SELECTED EXCERPT
· · · · · · ·
#### Import necessary dependecies

In [None]:
import pandas as pd
import boto3

#### Read the CSV file

In [None]:
df = pd.read_csv('https://2207-17-fibre-competitive-intensity-model-b.s3.eu-west-1.amazonaws.com/2011-Census-Webscrapped-Demographic-Data/2011-South-Africa-Municipalities.csv')

#### Show a summary of the DataFrame

In [None]:
df.info()

#### Display the first few rows of the DataFrame

In [None]:
df.head(5)

#### Drop unnamed column. It is a redundant index

In [None]:
df.drop('Unnamed: 0', axis=1, inplace=True)

#### Check for missing rows

In [None]:
df.isnull().sum()

#### Per annum has zero entries, unemployment rates dropped for now if there is need to impute missing data at a later stage we will refer to the original file and impute missing figure(s)

In [None]:
df.drop(['Per annum', 'Unemployment rate (official)', 'Youth unemployment rate (official) 15-34'], axis=1, inplace=True)

#### Confirm missing rows

In [None]:
df.isnull().sum()

#### Show a summary of the DataFrame

In [None]:
df.info()

#### Convert columns to appropriate data types and convert the percentage values to decimal values

In [None]:
df['Population'] = df['Population'].replace('[^0-9]', '', regex=True).astype(int)
df['Population under 15'] = df['Population under 15'].replace('[^0-9.]', '', regex=True).astype(float) / 100.0
df['Population 15 to 64'] = df['Population 15 to 64'].replace('[^0-9.]', '', regex=True).astype(float) / 100.0
df['Population over 65'] = df['Population over 65'].replace('[^0-9.]', '', regex=True).astype(float) / 100.0
df[' Per 100 (15-64)'] = df[' Per 100 (15-64)'].astype(float)
df['Males per 100 females'] = df['Males per 100 females'].astype(float)
df['No schooling'] = df['No schooling'].replace('[^0-9.]', '', regex=True).astype(float) / 100.0
df['Matric'] = df['Matric'].replace('[^0-9.]', '', regex=True).astype(float) / 100.0
df['Higher education'] = df['Higher education'].replace('[^0-9.]', '', regex=True).astype(float) / 100.0
df['Households'] = df['Households'].replace('[^0-9]', '', regex=True).astype(int)
df['Average household size'] = df['Average household size'].astype(float)
df['Female headed households'] = df['Female headed households'].replace('[^0-9.]', '', regex=True).astype(float) / 100.0
df['Formal dwellings'] = df['Formal dwellings'].replace('[^0-9.]', '', regex=True).astype(float) / 100.0
df['Housing owned'] = df['Housing owned'].replace('[^0-9.]', '', regex=True).astype(float) / 100.0
df['Flush toilet connected to sewerage'] = df['Flush toilet connected to sewerage'].replace('[^0-9.]', '', regex=True).astype(float) / 100.0
df['Weekly refuse removal'] = df['Weekly refuse removal'].replace('[^0-9.]', '', regex=True).astype(float) / 100.0
df['Piped water inside dwelling'] = df['Piped water inside dwelling'].replace('[^0-9.]', '', regex=True).astype(float) / 100.0
df['Electricity for lighting'] = df['Electricity for lighting'].replace('[^0-9.]', '', regex=True).astype(float) / 100.0

#### Show a summary of the DataFrame to confirm dtype conversion

In [None]:

df.info()
· · · · · · ·
SET TASKS
A. According to the census data-cleaning notebook, which column is dropped because it is a redundant index?
B. Reproduce the passage of the census data-cleaning notebook starting at "#### Drop unnamed" and ending at "impute missing figure(s)".
The data given next bear no relation to the census data-cleaning notebook.

DATA SHOWN
· · · · · · ·
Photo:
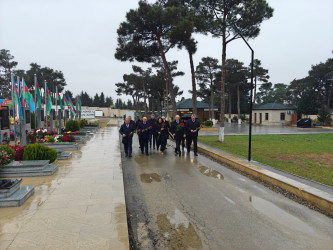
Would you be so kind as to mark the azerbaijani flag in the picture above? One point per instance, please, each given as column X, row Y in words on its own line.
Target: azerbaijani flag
· · · · · · ·
TASK SOLUTIONS
A. The column 'Unnamed: 0'.

B.
#### Drop unnamed column. It is a redundant index

In [None]:
df.drop('Unnamed: 0', axis=1, inplace=True)

#### Check for missing rows

In [None]:
df.isnull().sum()

#### Per annum has zero entries, unemployment rates dropped for now if there is need to impute missing data at a later stage we will refer to the original file and impute missing figure(s)